▶ _Stated task_:
Your output must consist solely of the lines from the one containing "TARGET = boat window" through the end of the records, reproduced exactly.
>> begin Source records
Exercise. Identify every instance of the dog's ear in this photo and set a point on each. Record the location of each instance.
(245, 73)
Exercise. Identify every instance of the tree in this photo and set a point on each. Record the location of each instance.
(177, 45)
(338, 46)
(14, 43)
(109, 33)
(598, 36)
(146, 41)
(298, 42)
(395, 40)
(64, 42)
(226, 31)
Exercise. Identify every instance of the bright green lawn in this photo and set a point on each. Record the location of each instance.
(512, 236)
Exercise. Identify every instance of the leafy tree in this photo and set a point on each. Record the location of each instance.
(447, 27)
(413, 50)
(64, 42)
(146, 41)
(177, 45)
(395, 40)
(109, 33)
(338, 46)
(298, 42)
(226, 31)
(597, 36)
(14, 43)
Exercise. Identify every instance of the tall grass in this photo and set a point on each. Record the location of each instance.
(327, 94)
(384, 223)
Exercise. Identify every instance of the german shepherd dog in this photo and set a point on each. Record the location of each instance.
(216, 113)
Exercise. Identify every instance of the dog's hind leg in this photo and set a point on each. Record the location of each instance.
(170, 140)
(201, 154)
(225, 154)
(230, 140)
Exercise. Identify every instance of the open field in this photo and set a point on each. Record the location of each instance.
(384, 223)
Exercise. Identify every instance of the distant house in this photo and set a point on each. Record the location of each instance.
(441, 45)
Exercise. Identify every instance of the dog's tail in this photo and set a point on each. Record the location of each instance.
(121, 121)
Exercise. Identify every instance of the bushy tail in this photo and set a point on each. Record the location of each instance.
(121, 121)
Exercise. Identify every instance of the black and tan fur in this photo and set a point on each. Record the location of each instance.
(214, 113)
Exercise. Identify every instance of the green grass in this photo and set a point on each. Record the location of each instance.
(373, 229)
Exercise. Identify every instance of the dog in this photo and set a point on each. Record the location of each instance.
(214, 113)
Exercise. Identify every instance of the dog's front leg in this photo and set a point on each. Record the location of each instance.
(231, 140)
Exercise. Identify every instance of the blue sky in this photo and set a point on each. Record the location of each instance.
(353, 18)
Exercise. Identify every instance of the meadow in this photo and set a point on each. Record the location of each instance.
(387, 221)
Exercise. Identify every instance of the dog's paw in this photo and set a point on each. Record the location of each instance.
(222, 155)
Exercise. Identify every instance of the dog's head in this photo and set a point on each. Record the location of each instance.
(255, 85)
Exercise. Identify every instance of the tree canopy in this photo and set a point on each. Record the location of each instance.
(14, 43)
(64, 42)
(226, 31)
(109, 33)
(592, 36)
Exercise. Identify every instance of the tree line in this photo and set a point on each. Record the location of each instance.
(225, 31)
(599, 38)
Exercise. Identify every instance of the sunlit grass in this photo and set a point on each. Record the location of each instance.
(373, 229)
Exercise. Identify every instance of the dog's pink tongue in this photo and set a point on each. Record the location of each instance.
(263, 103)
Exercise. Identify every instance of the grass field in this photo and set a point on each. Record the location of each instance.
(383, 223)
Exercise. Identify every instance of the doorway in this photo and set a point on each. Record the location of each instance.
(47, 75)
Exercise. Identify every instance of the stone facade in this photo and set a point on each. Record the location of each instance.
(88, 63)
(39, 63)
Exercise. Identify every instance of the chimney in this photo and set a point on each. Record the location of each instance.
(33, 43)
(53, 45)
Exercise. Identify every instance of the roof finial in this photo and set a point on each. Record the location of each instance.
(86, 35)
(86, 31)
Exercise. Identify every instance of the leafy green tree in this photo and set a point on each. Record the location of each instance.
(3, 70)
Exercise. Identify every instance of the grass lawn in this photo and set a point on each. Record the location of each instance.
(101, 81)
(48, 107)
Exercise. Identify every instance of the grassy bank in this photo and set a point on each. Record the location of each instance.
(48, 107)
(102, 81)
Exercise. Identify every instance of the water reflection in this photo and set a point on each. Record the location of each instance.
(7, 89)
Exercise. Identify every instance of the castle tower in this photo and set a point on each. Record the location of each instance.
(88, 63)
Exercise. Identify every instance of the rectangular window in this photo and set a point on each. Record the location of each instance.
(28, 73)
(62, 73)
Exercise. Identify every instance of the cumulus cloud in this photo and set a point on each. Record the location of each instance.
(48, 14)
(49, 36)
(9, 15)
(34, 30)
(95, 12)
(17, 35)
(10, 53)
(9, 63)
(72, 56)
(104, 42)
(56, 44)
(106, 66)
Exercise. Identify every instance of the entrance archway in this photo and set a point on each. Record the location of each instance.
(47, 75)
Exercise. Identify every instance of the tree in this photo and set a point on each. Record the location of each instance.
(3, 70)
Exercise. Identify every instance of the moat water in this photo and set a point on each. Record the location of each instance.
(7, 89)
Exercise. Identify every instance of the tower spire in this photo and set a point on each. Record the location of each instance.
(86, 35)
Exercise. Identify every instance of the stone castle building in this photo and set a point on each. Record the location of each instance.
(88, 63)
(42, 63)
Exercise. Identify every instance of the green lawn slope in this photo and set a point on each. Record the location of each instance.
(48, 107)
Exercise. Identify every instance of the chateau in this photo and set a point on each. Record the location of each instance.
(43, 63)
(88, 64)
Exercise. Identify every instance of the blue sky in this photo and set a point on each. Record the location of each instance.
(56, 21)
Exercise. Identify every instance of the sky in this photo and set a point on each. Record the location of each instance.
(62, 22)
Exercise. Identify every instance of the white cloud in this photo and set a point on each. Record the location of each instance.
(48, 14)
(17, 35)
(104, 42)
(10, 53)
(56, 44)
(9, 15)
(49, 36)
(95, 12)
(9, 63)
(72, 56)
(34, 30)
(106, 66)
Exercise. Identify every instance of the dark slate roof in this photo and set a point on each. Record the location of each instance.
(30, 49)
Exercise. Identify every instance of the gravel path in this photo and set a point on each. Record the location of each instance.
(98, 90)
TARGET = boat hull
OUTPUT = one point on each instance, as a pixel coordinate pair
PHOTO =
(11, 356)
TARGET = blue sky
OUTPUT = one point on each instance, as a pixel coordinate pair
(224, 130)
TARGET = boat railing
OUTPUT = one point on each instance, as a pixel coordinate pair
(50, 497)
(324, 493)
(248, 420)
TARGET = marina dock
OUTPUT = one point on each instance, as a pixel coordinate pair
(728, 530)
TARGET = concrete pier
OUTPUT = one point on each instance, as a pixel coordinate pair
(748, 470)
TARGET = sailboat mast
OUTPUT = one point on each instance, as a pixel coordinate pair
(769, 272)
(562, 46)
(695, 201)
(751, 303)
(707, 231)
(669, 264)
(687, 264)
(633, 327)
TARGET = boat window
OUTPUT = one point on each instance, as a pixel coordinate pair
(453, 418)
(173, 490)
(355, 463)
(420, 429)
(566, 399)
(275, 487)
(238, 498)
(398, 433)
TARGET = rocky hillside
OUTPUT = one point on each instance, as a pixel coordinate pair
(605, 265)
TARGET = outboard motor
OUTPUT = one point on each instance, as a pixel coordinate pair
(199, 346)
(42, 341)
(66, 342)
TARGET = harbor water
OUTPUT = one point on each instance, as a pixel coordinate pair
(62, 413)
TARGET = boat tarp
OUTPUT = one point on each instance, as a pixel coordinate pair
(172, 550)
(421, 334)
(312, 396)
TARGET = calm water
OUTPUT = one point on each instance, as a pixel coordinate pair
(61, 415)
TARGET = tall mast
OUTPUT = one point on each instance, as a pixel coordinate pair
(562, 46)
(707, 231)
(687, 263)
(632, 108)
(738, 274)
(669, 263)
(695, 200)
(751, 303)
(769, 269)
>> end Source records
▶ _Worked solution_:
TARGET = boat window
OUTPUT = one point on each instance, as a pixel coordinate pair
(453, 418)
(173, 490)
(355, 463)
(420, 429)
(566, 399)
(275, 487)
(238, 498)
(398, 433)
TARGET = rocky hillside
OUTPUT = one point on each instance, as a pixel coordinate pair
(605, 265)
TARGET = outboard motor
OUTPUT = one point on each instance, as a pixel coordinate pair
(199, 346)
(42, 341)
(66, 342)
TARGET = harbor water
OUTPUT = one point on each instance, as a pixel coordinate pair
(62, 413)
TARGET = boat tarp
OUTPUT = one point on each instance, as a pixel coordinate pair
(172, 550)
(421, 334)
(312, 396)
TARGET = calm water
OUTPUT = one point on each instance, as a pixel coordinate pair
(61, 415)
TARGET = tall mast
OUTPUT = one point on each instance, as a pixel coordinate pair
(562, 46)
(707, 231)
(687, 263)
(632, 108)
(738, 274)
(669, 263)
(695, 200)
(751, 303)
(769, 269)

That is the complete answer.